Photo object pointing records
━━━━━━━━━━━━━━━━
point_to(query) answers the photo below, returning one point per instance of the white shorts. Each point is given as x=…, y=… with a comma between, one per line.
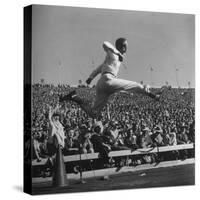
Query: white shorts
x=109, y=84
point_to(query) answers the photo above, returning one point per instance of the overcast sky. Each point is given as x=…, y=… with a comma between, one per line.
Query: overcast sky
x=67, y=44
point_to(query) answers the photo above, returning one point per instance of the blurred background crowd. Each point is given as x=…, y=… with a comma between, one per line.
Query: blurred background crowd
x=129, y=121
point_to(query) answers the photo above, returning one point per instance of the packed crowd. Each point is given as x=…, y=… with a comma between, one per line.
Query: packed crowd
x=129, y=121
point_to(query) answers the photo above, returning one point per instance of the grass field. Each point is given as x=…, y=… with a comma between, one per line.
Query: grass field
x=159, y=177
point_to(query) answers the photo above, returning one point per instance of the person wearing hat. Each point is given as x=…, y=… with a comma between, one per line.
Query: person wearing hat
x=86, y=145
x=56, y=130
x=145, y=140
x=108, y=84
x=157, y=136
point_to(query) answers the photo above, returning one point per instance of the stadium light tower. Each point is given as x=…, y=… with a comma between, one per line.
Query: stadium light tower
x=176, y=73
x=151, y=75
x=189, y=84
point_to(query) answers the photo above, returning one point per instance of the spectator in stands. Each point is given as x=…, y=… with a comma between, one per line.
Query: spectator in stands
x=71, y=143
x=157, y=136
x=85, y=143
x=131, y=140
x=145, y=140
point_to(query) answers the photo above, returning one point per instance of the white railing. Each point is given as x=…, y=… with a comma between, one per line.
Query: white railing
x=92, y=156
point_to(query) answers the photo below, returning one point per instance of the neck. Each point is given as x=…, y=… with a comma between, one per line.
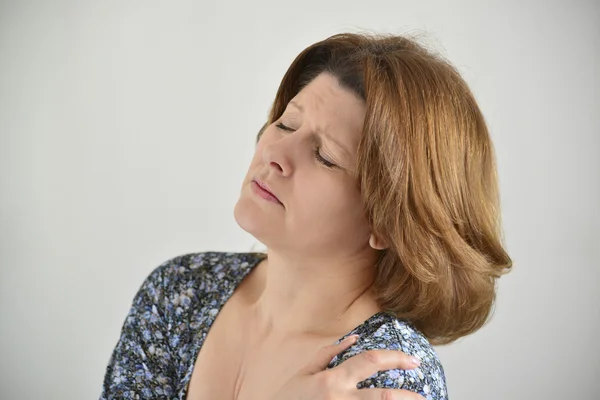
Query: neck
x=326, y=296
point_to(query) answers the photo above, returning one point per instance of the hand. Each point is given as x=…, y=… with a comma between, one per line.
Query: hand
x=315, y=382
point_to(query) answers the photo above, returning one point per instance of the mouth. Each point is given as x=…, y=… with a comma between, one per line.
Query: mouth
x=263, y=190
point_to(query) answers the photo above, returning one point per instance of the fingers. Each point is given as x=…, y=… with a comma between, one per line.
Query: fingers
x=326, y=354
x=363, y=365
x=388, y=394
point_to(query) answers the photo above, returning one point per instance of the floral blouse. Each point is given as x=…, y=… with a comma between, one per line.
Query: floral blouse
x=177, y=303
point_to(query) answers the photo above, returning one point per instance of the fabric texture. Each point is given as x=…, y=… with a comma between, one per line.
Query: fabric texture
x=177, y=303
━━━━━━━━━━━━━━━━
## BRIEF
Set down, unchanged, only the lines running from the line with "of the spectator" to the last line, including both. Pictures stay out of the copy.

## SOLUTION FOR THIS TASK
point_to(query) answers the photo above, returning one point per instance of the spectator in stands. Each point is given as x=…, y=… with a comma between, one per line.
Query: spectator in stands
x=71, y=143
x=157, y=136
x=85, y=143
x=131, y=140
x=145, y=140
point_to(query) answers the photo above, returning one point per instance of the white railing. Each point is given as x=…, y=… with a comma between, one per line.
Query: white railing
x=92, y=156
point_to(query) answers the photo below, returning one point per instance of the neck. Each point is given as x=…, y=… with a comma between, one per line.
Query: neck
x=326, y=296
point_to(query) answers the photo above, returning one point per instance of the hand. Each point is given as x=…, y=… with a comma between, one per line.
Query: hand
x=315, y=382
point_to(query) answers the photo above, returning one point per instance of the mouth. Each point is given as x=…, y=… with a comma between, one per line.
Query: mouth
x=263, y=190
point_to(query) answers the photo above, returning one point per instance of the fingers. Each point is given as x=…, y=… with a comma between, one per line.
Query: fingers
x=326, y=354
x=363, y=365
x=388, y=394
point_to(query) answers the photo above, returning one point per instance of the floral blouse. Each point is given as x=…, y=… with a comma between, one per line.
Query: floral blouse
x=177, y=303
point_to(query) answers the photo above, returning one point per instance of the fabric texture. Each point is given as x=…, y=… with a comma between, one per line.
Query: fabric texture
x=177, y=303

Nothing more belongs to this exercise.